**Task input:**
--------------------------------

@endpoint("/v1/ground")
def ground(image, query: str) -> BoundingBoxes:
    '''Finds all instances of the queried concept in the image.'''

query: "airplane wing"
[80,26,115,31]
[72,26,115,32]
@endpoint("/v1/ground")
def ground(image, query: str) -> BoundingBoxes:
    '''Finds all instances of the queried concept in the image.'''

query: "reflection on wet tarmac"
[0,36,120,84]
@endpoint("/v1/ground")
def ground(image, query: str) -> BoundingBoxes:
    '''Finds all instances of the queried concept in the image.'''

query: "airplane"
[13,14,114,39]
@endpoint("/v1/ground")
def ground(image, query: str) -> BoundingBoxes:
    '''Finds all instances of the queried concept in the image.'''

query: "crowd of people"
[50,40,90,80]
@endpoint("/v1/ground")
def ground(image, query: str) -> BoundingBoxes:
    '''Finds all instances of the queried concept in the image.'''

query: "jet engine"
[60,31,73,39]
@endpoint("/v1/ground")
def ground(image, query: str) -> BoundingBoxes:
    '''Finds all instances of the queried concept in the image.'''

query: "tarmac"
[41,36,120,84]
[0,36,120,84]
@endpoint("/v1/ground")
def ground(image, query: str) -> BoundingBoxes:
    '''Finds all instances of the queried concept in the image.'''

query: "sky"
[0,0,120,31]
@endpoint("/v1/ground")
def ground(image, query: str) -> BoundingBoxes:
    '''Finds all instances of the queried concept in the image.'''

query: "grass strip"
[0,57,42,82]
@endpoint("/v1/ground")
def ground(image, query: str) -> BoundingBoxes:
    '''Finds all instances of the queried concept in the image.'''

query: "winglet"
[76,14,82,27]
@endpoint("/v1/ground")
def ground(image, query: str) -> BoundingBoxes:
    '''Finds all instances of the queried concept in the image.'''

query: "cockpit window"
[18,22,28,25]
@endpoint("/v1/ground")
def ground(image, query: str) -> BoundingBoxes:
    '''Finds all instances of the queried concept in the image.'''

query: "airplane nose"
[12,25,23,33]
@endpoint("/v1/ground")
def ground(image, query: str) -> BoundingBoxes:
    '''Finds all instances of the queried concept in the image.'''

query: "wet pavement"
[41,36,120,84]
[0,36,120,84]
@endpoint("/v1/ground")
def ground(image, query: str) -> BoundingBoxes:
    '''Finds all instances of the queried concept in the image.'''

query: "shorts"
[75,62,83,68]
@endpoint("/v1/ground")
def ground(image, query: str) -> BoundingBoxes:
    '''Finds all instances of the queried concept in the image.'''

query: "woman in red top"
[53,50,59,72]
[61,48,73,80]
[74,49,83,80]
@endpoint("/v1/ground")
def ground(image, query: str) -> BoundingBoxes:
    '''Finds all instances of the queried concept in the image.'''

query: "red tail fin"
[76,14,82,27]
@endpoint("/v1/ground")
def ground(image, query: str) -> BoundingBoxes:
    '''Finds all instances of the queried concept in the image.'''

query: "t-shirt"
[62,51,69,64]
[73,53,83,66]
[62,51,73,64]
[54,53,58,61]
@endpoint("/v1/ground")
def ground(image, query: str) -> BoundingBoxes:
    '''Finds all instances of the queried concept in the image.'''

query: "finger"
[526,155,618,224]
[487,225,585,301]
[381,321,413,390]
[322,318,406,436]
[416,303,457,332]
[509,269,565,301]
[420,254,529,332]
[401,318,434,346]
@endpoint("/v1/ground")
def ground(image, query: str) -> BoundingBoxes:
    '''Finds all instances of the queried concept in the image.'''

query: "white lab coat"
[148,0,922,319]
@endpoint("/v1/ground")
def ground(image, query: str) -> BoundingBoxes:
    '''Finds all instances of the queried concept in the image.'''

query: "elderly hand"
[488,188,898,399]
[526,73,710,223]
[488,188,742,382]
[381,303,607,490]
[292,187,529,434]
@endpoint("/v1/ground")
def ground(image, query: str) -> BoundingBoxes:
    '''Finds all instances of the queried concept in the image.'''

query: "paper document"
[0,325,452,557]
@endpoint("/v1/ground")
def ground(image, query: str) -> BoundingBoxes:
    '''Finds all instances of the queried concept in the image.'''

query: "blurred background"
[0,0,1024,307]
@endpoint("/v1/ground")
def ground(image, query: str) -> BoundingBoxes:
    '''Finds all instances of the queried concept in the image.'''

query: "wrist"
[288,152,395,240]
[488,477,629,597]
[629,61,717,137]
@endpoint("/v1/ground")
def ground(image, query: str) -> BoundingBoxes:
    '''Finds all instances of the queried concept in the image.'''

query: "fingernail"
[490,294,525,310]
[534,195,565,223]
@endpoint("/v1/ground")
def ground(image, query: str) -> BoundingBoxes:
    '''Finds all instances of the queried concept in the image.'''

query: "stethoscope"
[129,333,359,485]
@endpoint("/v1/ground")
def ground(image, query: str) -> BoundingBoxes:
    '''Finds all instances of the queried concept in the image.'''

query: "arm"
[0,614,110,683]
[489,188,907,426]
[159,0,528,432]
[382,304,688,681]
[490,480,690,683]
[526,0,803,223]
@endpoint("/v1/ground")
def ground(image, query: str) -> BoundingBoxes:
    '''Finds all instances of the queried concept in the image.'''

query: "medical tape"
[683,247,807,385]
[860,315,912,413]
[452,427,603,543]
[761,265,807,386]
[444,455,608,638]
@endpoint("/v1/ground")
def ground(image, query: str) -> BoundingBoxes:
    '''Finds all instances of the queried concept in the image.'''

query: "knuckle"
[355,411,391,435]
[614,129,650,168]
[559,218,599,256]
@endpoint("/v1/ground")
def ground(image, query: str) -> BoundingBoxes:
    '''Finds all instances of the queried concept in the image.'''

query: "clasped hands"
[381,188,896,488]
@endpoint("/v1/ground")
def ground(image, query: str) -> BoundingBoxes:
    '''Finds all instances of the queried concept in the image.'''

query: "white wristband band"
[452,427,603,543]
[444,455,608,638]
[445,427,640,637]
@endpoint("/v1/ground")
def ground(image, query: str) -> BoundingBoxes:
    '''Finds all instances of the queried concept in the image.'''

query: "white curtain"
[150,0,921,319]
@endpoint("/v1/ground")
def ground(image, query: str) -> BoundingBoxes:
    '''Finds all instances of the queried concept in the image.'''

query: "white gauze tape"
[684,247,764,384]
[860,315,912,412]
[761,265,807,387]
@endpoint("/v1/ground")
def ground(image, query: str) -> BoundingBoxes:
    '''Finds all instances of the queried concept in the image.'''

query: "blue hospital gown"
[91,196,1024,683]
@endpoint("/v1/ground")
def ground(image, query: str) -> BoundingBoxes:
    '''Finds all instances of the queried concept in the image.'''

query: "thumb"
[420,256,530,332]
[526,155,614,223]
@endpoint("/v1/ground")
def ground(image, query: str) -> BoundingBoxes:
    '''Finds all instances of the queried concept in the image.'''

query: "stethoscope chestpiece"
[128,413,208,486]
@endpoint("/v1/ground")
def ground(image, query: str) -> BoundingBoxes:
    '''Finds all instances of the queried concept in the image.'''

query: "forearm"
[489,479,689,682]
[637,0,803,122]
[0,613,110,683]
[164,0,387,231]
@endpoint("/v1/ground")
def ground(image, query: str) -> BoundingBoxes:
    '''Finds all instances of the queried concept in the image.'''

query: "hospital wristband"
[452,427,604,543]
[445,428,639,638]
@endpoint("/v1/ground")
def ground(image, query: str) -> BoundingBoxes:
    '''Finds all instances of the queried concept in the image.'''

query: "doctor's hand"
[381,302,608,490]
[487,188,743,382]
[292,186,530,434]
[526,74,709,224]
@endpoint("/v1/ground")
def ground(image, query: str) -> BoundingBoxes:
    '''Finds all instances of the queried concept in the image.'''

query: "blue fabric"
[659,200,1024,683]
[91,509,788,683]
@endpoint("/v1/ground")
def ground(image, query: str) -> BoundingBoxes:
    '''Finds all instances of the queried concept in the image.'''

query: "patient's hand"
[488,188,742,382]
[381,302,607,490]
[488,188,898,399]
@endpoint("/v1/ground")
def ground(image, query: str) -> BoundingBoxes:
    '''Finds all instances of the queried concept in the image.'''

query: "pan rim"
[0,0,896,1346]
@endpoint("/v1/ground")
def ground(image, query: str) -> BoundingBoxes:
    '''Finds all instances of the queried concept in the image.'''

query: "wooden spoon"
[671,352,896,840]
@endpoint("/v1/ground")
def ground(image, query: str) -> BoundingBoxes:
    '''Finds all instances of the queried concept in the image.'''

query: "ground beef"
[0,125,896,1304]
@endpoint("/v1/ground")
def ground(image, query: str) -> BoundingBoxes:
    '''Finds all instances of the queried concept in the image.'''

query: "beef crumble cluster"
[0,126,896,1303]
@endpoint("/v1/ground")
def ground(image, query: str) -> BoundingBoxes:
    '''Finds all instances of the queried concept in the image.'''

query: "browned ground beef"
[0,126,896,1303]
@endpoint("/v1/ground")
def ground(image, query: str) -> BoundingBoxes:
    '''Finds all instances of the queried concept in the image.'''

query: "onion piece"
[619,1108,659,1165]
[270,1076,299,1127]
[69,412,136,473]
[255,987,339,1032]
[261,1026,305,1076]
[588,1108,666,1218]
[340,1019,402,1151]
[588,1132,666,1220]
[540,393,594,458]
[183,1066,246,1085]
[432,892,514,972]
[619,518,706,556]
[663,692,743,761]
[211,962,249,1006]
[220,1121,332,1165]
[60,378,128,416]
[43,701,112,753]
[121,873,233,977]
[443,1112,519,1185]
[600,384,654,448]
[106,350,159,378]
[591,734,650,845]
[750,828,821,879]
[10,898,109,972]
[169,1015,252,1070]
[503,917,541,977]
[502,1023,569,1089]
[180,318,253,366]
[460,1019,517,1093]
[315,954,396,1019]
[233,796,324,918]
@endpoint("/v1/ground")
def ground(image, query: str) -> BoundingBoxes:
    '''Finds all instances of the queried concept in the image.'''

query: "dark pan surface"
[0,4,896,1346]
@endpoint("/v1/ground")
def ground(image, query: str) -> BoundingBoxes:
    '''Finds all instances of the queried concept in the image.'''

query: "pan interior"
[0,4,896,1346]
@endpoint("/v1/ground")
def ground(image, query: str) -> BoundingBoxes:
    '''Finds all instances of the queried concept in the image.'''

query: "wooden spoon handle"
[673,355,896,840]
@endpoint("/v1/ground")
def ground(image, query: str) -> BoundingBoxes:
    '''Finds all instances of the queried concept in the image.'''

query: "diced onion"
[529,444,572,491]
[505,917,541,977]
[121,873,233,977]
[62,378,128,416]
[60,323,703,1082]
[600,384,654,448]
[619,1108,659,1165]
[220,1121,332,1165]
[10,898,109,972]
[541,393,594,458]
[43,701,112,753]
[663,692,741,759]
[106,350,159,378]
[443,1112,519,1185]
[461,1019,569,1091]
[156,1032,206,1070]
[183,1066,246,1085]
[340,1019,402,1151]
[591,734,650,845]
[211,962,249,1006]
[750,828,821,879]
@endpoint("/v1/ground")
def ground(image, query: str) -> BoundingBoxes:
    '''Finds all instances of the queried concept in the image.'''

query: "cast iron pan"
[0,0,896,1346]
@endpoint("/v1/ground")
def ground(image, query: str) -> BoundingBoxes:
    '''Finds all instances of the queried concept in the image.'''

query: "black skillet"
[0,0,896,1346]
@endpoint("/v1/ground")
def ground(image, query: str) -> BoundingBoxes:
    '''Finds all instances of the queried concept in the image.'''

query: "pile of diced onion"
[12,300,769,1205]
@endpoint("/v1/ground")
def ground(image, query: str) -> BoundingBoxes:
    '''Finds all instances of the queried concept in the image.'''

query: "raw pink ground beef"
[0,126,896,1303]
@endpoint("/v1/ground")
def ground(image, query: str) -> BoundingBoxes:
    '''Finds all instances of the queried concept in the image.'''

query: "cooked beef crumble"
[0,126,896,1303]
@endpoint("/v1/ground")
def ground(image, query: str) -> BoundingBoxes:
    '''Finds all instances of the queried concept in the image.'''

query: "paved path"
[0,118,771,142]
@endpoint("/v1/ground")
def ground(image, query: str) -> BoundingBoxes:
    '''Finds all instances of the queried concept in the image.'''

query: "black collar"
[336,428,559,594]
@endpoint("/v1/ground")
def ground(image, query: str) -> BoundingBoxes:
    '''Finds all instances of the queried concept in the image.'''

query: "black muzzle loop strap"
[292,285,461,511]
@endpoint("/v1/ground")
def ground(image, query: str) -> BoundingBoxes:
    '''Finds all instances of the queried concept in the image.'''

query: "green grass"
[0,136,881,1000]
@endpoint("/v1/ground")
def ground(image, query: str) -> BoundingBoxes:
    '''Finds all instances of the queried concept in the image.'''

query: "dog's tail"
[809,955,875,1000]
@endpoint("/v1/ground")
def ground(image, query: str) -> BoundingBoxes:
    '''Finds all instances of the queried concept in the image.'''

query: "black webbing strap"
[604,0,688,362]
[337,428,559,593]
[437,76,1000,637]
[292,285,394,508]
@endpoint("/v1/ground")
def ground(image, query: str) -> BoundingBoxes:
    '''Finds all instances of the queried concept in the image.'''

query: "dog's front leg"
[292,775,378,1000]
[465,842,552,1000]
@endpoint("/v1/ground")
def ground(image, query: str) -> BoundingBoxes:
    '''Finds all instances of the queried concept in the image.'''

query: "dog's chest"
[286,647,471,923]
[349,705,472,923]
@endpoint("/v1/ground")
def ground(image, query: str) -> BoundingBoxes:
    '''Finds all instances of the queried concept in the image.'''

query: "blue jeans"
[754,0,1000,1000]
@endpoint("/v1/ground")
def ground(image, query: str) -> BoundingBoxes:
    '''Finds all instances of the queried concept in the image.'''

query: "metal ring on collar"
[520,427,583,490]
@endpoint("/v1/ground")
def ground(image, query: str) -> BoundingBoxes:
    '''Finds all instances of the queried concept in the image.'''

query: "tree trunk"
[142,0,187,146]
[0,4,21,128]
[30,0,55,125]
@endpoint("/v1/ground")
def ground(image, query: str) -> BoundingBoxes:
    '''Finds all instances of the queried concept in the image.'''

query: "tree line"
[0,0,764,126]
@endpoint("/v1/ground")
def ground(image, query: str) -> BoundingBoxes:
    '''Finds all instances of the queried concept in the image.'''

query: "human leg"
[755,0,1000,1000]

--------------------------------

**Exercise requirements:** Identify every line in the items above that contains the word "diced", and copy each one. Case counts.

**Task result:**
query: "diced onion"
query: "pile of diced onion"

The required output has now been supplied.